:: Passage ::
* * *

G: (gallery) This solo exhibit was organized in relation with Echigo-Tsumari Art Triennale 2018, showcasing the very snow of Echigo-Tsumari area. What was the starting point to use “snow” or “snowplow” as artistic motif?
K: (Kaneuji) I visited Echigo-Tsumari in fall 2017 for the first time. I was then impressed to know that the area has been suffering from heavy snow, hearing about the geological, meteorological or historical characteristic of the area. They told me that the world will be completely different between summer and winter. My first visit was in October without snow, however, I found colossal snowplows just standing with such an overwhelming presence as well as impact! It was a strange feeling of some flying or floating sense in the vacant space, which opened the world of SF of mine own.
Caption: Huge snowplows
G: That was the core of your concept to represent snowplows as well as snow-scape in the midsummer without snow. You exhibit a series of huge snowplows in Tsumari work while you put smaller snowplow for family use in Art Front Gallery.
K: First, I thought of showing simply snowplows parked in the warehouse. In order to elaborate the fictional state of the scene, I added the imagery of video, photo, sound or lighting all integrating as installation. That will, I believe, encourage the viewers to imagine during summer time the winter time far from the present situation. They will also imagine the far place of Echigo in exhibit of the gallery in Daikanyama.
Caption: Small sized snowplow used in the farm of the locals
G: Did you visit Tsumari again in heavy snow of February for research of video, sound and photos?
K: That time I was with Masamitsu Araki, sound artist, and with Takuya Matsumi, video artist. We focused on shooting the activity of snowplows closing up the snow blew out or focusing some “traces” of snowplow such as the snow wall or snow mountain created by snowplows.

* * *

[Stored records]
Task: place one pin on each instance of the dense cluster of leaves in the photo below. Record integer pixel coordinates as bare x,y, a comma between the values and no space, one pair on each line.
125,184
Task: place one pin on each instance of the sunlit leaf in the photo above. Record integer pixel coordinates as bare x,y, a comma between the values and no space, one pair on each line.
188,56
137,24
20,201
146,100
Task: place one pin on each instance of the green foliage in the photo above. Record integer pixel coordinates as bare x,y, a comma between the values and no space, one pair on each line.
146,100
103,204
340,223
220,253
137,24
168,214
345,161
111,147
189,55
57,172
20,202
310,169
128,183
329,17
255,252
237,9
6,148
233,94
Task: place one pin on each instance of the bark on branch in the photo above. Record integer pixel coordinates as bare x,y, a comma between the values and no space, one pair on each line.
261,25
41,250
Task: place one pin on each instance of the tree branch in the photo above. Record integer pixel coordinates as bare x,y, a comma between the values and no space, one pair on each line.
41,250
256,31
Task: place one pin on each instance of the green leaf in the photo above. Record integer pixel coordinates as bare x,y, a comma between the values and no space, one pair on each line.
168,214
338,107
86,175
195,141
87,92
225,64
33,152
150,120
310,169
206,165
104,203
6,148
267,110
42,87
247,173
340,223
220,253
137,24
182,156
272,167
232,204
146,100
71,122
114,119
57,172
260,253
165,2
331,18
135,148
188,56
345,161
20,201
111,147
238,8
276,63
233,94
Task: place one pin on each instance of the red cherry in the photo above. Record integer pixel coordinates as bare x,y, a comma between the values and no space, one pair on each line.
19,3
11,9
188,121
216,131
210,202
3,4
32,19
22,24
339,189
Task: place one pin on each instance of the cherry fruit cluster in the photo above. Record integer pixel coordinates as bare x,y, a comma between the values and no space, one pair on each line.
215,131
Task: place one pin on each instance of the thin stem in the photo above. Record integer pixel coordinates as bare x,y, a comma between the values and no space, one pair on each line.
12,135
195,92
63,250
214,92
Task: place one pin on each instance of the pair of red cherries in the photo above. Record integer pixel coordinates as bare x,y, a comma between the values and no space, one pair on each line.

* * *

:: Tasks to complete ::
a - Answer these questions from the snowplow interview:
(i) When did Kaneuji first visit Echigo-Tsumari?
(ii) What kind of snowplow is placed in Art Front Gallery?
(iii) Who went with Kaneuji on the February visit?
b - Translate this sentence from the snowplow interview into Spanish: "They told me that the world will be completely different between summer and winter."
c - Pick up the snowplow interview where it stops.

:: The answers ::
a -
(i) In fall 2017, in October, when there was no snow.
(ii) A smaller snowplow for family use.
(iii) Masamitsu Araki, a sound artist, and Takuya Matsumi, a video artist.

b - Me dijeron que el mundo será completamente distinto entre el verano y el invierno.

c -
Caption: Scene of research (Kaneuji on the left)
G: During the research for recording the activity of snowplows, did you have any impressive anecdote?
K: Honestly, we could not shoot the active snowplows at first, there was not much snow falling in February. As soon as we caught the information of snowplow working, we rushed to follow their activity! What interested me on the other hand was the snow mound created artificially. They are rather dirty grey mound, as you see in these photos or video, had been produced in the parking area of shopping center to pool the eliminated snow. They were giving a presence, outcome of the battle between men and colossal natural phenomenon showcasing a form of collaboration of men and nature at the same time. This product impressed me most.
Caption: Artificial huge snow mound
G: You have collaged comic images on photo work. How did you conceive this idea?
K: Comic images are printed silkscreen on the acrylic board over the photo. I encounter this way of presentation during my artist’s residence in STPI in Singapore. The collaged images have been taken from the SF comics I read in my childhood. For the most parts come from the comics in the seventies or eighties, which, according to the researchers of comics history, allow a wider world of future through these images with detailed background, for example.
Caption: Games,Dance & the Constructions (snowplow) #7, 600 x 800 mm, 2018
G: Surely a variety of images are encrusted into these works.
K: Silkscreen prints on photos are monotype since layout are changed every time.
The used colors are those taken from the body color of snowplows such as red, orange, green and yellow. These colors are also used in the reflective sheet pasted onto the wall paper work. Reflective sheet found in the road signage inspired me as iconic material of landscape or earthy image in this area.
Caption:Games, Dance & the Constructions (Snowplow/ Wallpaper), 2500 x 6000 mm, 2018
G: In the exhibit of gallery, unlike in Tsumari, you have stone sculpture.
K: These stones came from the Shinano River in flowing in the Ttsumari area. Shinano river stones are round and so cute that I wanted to make them art pieces!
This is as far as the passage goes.